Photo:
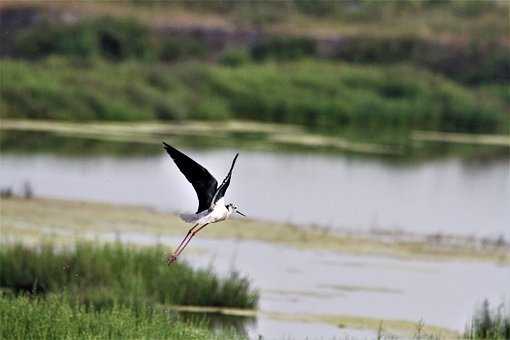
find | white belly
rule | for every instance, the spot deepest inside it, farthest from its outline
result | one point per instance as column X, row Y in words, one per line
column 218, row 214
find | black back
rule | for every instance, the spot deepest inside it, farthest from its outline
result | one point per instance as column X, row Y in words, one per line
column 226, row 182
column 203, row 182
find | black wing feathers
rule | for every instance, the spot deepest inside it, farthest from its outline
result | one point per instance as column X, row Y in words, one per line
column 203, row 182
column 226, row 182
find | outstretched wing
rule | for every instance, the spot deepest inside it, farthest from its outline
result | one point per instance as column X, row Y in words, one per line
column 226, row 182
column 203, row 182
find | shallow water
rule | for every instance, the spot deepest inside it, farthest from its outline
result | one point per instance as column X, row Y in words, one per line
column 301, row 282
column 448, row 196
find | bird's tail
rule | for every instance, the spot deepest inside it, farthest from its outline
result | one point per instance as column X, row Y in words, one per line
column 189, row 218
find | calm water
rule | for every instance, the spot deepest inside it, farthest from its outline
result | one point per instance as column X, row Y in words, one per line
column 448, row 196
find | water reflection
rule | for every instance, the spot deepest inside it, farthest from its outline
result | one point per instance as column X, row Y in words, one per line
column 334, row 191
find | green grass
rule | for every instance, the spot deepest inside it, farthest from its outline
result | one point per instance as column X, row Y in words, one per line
column 324, row 96
column 59, row 317
column 472, row 59
column 489, row 323
column 110, row 274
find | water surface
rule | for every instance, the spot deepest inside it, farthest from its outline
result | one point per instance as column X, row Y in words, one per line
column 335, row 191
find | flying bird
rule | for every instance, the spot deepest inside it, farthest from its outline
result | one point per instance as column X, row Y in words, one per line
column 211, row 204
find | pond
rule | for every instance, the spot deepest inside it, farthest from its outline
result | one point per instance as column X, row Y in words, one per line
column 330, row 190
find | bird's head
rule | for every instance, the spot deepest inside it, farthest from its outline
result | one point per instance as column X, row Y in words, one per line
column 232, row 208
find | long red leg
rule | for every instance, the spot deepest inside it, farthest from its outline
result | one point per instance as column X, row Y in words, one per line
column 192, row 235
column 173, row 257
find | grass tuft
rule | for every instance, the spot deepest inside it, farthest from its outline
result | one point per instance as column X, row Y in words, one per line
column 103, row 276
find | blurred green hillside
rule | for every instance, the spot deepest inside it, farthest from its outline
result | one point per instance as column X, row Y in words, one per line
column 399, row 65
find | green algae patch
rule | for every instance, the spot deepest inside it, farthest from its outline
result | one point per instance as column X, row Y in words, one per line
column 70, row 220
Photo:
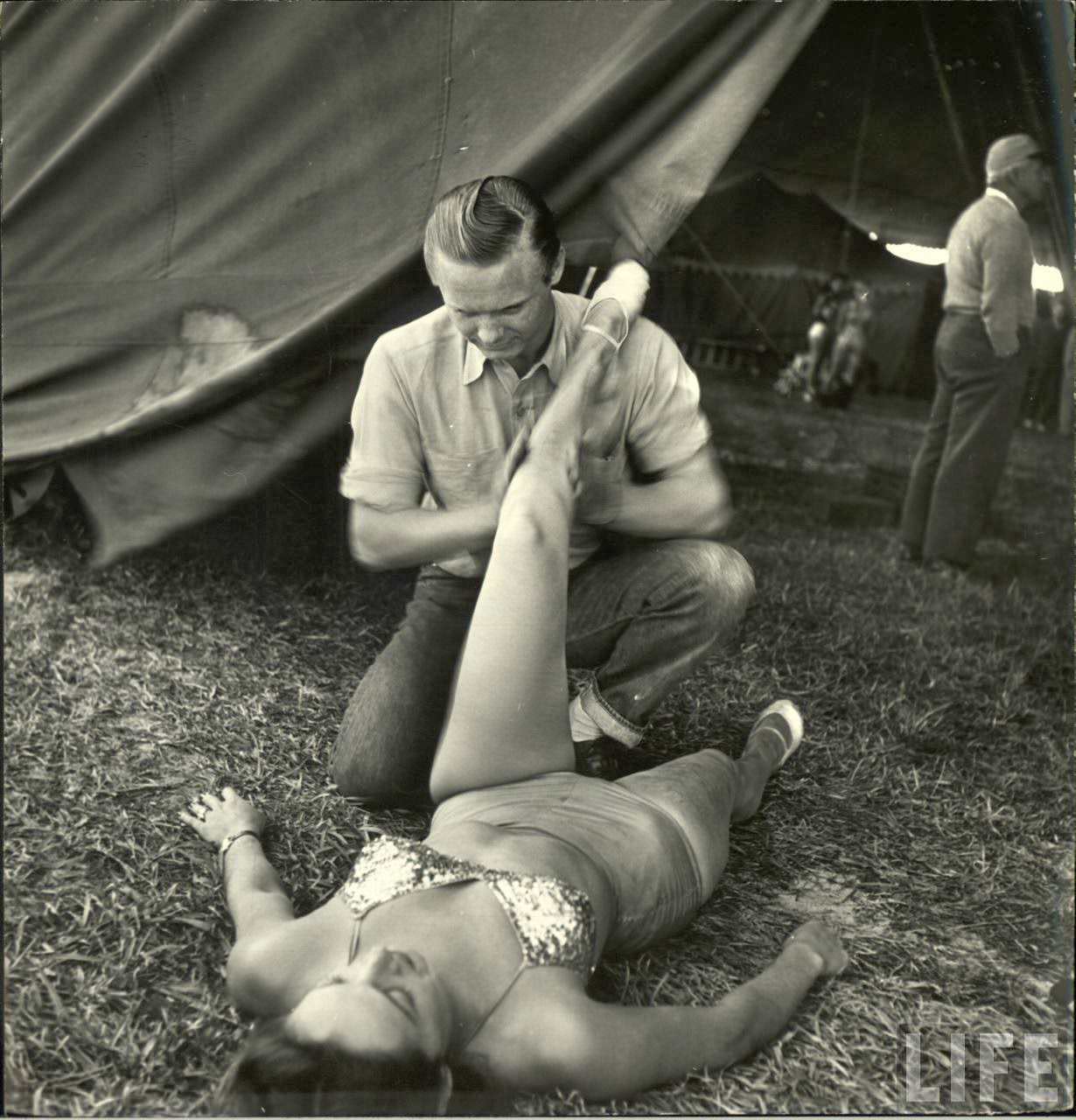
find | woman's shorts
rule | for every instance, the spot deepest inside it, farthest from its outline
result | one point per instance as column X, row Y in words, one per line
column 660, row 836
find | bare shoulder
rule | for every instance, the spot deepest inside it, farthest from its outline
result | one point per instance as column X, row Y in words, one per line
column 269, row 972
column 538, row 1039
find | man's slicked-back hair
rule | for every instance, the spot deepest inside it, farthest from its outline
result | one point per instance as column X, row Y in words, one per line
column 480, row 222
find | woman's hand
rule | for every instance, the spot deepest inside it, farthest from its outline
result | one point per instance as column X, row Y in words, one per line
column 825, row 943
column 215, row 818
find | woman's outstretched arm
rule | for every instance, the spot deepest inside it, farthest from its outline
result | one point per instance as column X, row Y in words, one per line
column 604, row 1051
column 255, row 894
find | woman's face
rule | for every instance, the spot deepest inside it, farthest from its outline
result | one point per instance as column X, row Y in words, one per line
column 385, row 1001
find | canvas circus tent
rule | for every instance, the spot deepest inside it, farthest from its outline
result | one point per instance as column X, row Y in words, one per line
column 208, row 207
column 748, row 262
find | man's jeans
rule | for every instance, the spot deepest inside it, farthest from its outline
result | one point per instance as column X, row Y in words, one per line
column 962, row 457
column 643, row 616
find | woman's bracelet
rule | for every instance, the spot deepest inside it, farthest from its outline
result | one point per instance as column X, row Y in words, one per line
column 228, row 840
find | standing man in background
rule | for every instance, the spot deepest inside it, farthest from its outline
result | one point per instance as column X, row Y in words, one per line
column 444, row 403
column 982, row 354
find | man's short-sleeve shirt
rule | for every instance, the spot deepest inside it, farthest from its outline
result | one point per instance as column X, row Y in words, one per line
column 433, row 418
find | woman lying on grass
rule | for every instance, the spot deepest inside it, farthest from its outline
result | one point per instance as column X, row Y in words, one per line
column 472, row 948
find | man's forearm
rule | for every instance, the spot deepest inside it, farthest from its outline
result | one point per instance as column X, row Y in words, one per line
column 664, row 510
column 407, row 538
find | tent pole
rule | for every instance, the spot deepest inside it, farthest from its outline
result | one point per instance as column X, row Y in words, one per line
column 723, row 278
column 947, row 101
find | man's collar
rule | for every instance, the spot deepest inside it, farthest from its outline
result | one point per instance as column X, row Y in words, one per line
column 995, row 192
column 553, row 357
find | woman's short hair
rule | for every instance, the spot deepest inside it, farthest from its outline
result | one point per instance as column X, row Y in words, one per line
column 480, row 222
column 276, row 1075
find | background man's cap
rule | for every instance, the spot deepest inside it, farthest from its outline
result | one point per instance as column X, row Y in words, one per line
column 1008, row 151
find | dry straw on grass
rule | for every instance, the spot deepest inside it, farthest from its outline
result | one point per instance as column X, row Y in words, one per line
column 927, row 815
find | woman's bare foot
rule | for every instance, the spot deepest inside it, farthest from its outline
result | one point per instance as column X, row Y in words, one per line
column 771, row 743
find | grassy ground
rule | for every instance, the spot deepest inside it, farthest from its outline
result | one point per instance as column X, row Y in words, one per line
column 928, row 815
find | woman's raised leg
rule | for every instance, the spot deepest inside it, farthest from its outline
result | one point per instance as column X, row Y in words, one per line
column 508, row 715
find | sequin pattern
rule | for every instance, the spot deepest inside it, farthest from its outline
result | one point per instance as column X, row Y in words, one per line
column 553, row 920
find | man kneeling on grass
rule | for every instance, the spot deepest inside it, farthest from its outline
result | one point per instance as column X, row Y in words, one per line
column 472, row 951
column 652, row 592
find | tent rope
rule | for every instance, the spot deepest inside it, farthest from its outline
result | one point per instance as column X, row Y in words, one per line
column 861, row 143
column 723, row 278
column 947, row 101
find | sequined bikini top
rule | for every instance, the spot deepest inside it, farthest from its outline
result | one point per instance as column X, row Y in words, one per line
column 553, row 920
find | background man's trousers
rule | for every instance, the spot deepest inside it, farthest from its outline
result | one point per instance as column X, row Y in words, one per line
column 960, row 463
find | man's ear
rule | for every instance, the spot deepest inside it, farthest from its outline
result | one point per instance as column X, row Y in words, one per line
column 558, row 268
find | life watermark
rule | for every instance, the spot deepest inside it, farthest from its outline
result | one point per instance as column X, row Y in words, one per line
column 995, row 1055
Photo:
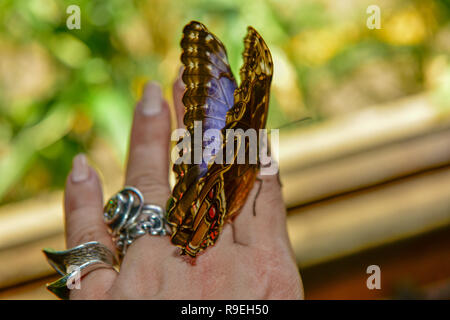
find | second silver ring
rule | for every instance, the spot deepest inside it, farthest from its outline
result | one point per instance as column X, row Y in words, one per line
column 128, row 218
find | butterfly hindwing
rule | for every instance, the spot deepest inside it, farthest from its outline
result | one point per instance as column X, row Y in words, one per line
column 209, row 194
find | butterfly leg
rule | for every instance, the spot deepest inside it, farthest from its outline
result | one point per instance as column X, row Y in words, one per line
column 260, row 181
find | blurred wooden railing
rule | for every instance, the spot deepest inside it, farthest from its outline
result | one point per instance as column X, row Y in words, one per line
column 352, row 183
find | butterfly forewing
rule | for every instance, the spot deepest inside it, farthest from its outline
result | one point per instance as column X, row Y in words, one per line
column 209, row 95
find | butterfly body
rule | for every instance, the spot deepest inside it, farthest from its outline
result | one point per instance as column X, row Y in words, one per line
column 210, row 193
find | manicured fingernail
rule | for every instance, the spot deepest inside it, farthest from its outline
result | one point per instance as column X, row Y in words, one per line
column 80, row 169
column 151, row 101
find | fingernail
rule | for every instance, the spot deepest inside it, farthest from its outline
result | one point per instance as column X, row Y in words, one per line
column 80, row 169
column 151, row 101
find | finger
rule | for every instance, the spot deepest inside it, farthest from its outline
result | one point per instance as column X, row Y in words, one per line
column 178, row 92
column 148, row 168
column 148, row 159
column 263, row 217
column 84, row 222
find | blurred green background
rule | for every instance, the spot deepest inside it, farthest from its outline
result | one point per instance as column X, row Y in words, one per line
column 65, row 91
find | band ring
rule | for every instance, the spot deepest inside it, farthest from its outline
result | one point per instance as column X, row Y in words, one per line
column 128, row 218
column 76, row 262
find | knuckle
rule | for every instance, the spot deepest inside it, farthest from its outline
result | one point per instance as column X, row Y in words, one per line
column 151, row 184
column 85, row 233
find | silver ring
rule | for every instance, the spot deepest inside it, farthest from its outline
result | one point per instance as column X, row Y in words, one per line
column 128, row 218
column 76, row 262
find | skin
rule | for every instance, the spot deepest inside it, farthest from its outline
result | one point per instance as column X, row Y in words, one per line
column 252, row 258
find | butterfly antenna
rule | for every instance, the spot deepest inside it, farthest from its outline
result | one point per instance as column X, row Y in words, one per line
column 294, row 122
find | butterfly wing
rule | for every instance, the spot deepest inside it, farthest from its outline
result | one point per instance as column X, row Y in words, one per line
column 197, row 205
column 250, row 110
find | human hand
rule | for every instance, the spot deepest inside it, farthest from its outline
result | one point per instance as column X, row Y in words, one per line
column 252, row 258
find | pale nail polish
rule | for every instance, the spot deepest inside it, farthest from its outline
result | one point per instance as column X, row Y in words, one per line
column 151, row 101
column 80, row 169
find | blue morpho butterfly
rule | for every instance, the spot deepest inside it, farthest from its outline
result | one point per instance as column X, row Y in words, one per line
column 209, row 194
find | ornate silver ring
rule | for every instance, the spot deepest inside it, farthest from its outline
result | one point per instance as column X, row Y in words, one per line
column 128, row 218
column 76, row 262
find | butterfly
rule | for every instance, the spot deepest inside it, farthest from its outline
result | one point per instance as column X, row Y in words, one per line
column 208, row 194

★ ★ ★ ★ ★

Please reproduce the data from the line with "find | calm water" to the line with "column 334, row 191", including both of those lines and nothing else.

find | calm water
rule | for every instance, the spot deepest inside it, farthest from its outline
result | one point per instance as column X, row Y in words, one per line
column 448, row 196
find | water reflection
rule | for every instance, the spot deepest inside it, farthest from its outline
result | one point per instance as column X, row Y in words, one per line
column 334, row 191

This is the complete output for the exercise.